**Dataset**:
++++++++++++++++++++
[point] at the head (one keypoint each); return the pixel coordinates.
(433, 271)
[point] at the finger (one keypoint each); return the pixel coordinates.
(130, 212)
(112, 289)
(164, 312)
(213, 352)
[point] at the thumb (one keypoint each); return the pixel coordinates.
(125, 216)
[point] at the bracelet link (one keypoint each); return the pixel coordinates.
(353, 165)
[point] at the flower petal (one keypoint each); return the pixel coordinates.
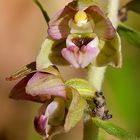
(82, 55)
(19, 93)
(40, 124)
(88, 53)
(58, 26)
(103, 26)
(44, 84)
(110, 53)
(71, 55)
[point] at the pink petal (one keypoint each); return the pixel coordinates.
(103, 26)
(19, 93)
(44, 84)
(58, 26)
(40, 124)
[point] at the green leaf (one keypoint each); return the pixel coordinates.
(75, 111)
(110, 53)
(114, 130)
(85, 89)
(129, 34)
(29, 68)
(42, 10)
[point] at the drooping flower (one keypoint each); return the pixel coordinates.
(81, 31)
(58, 111)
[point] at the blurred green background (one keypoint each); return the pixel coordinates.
(22, 29)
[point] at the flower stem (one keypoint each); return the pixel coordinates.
(96, 74)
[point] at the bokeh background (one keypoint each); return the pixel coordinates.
(22, 30)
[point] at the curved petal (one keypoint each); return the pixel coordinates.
(58, 28)
(44, 84)
(89, 53)
(103, 26)
(19, 92)
(71, 55)
(40, 124)
(78, 52)
(110, 53)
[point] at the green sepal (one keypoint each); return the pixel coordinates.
(85, 89)
(129, 34)
(44, 12)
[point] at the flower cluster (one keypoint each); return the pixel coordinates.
(77, 35)
(84, 35)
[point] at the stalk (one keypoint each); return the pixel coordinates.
(96, 75)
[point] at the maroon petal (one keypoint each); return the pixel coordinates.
(58, 26)
(103, 26)
(19, 93)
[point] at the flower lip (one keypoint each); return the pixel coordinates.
(40, 124)
(79, 42)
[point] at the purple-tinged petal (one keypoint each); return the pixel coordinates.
(44, 84)
(88, 53)
(103, 26)
(58, 28)
(71, 55)
(40, 124)
(81, 51)
(19, 93)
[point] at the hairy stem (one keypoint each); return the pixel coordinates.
(96, 74)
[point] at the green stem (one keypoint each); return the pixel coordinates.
(96, 76)
(42, 10)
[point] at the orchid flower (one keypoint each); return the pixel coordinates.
(58, 99)
(88, 35)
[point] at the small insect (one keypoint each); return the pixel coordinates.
(100, 110)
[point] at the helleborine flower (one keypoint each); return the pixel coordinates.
(72, 20)
(81, 36)
(81, 49)
(51, 118)
(38, 86)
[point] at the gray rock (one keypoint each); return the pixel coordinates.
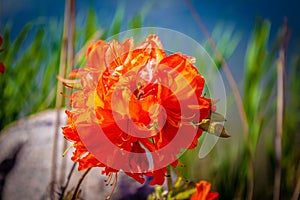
(26, 151)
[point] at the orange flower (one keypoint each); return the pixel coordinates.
(203, 192)
(140, 99)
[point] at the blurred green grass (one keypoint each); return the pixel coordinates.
(29, 86)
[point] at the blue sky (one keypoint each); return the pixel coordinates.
(173, 14)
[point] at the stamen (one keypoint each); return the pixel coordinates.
(68, 86)
(67, 150)
(114, 184)
(67, 80)
(65, 95)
++++++++++++++++++++
**Short problem**: Set out every line of the records above as a numbered list, skipping blank lines. Leave the pictures out.

**Exercise solution**:
1. [point] at the head (one keypoint each); return the pixel coordinates.
2. (433, 271)
3. [point] at the finger (one keypoint each); return the pixel coordinates.
4. (130, 212)
5. (112, 289)
6. (164, 312)
7. (213, 352)
8. [point] at the thumb (one keypoint each); return the pixel coordinates.
9. (125, 216)
10. [point] at the bracelet link (one keypoint each); return the pixel coordinates.
11. (353, 165)
12. [point] at the flower petal (one keypoint each); return the pixel coordinates.
13. (82, 55)
14. (19, 93)
15. (40, 124)
16. (88, 53)
17. (58, 26)
18. (103, 26)
19. (44, 84)
20. (110, 53)
21. (71, 55)
22. [point] at the pink petal (one keypoint each); return the pixel coordinates.
23. (103, 26)
24. (19, 93)
25. (44, 84)
26. (58, 26)
27. (40, 124)
28. [point] at the green leaf (one keypoint each); return the pixel coordinates.
29. (75, 111)
30. (110, 53)
31. (114, 130)
32. (85, 89)
33. (129, 34)
34. (29, 68)
35. (42, 10)
36. [point] at the drooping flower (one keypoint each); return the pixel coordinates.
37. (81, 31)
38. (58, 111)
39. [point] at the blurred green background (one keypoint each); return the pixel coordinates.
40. (22, 29)
41. [point] at the flower stem (one keypoint each); return the pixel coordinates.
42. (96, 74)
43. [point] at the bokeh background (one keypoint each); return the pixel coordinates.
44. (22, 30)
45. [point] at the curved petal (one keypoint each); return the pixel coordinates.
46. (58, 28)
47. (44, 84)
48. (89, 53)
49. (103, 26)
50. (19, 92)
51. (71, 55)
52. (40, 124)
53. (78, 52)
54. (110, 53)
55. [point] at the green sepal (one keypoint each); return the pixel coordinates.
56. (85, 89)
57. (129, 34)
58. (44, 12)
59. [point] at the flower cluster (one keypoint each); return the pixel coordinates.
60. (77, 35)
61. (84, 35)
62. [point] at the stalk (one keypoint each); return the pixel coordinates.
63. (96, 75)
64. [point] at the maroon petal (one keypoint each); return the pixel coordinates.
65. (58, 26)
66. (103, 26)
67. (19, 93)
68. [point] at the flower lip (one keypoint each); return the pixel coordinates.
69. (40, 124)
70. (79, 42)
71. [point] at the purple-tinged petal (one keypoint each); return the pixel coordinates.
72. (44, 84)
73. (88, 53)
74. (103, 26)
75. (58, 28)
76. (71, 55)
77. (40, 124)
78. (81, 51)
79. (19, 93)
80. [point] at the hairy stem (one keypoint each); return the pixel coordinates.
81. (96, 74)
82. [point] at the green stem (one keypoint each); return the pixel coordinates.
83. (96, 76)
84. (42, 10)
85. [point] at the orchid flower (one keypoint each); return the pixel coordinates.
86. (58, 99)
87. (88, 35)
88. [point] at the small insect (one keypoint each); return the pixel coordinates.
89. (100, 110)
90. [point] at the helleborine flower (one keypoint each); return the pixel coordinates.
91. (72, 20)
92. (81, 36)
93. (81, 49)
94. (51, 118)
95. (38, 86)
96. [point] at the gray rock (one keypoint each); return the pixel coordinates.
97. (26, 151)
98. [point] at the orange flower (one keypoint each); return the pixel coordinates.
99. (203, 192)
100. (140, 99)
101. [point] at the blurred green grass (one keypoint each); return the pixel coordinates.
102. (29, 86)
103. [point] at the blue sky (one keypoint each); return the pixel coordinates.
104. (173, 14)
105. [point] at the stamen (one keypoint each); return the pixel coordinates.
106. (68, 86)
107. (67, 150)
108. (114, 184)
109. (67, 80)
110. (65, 95)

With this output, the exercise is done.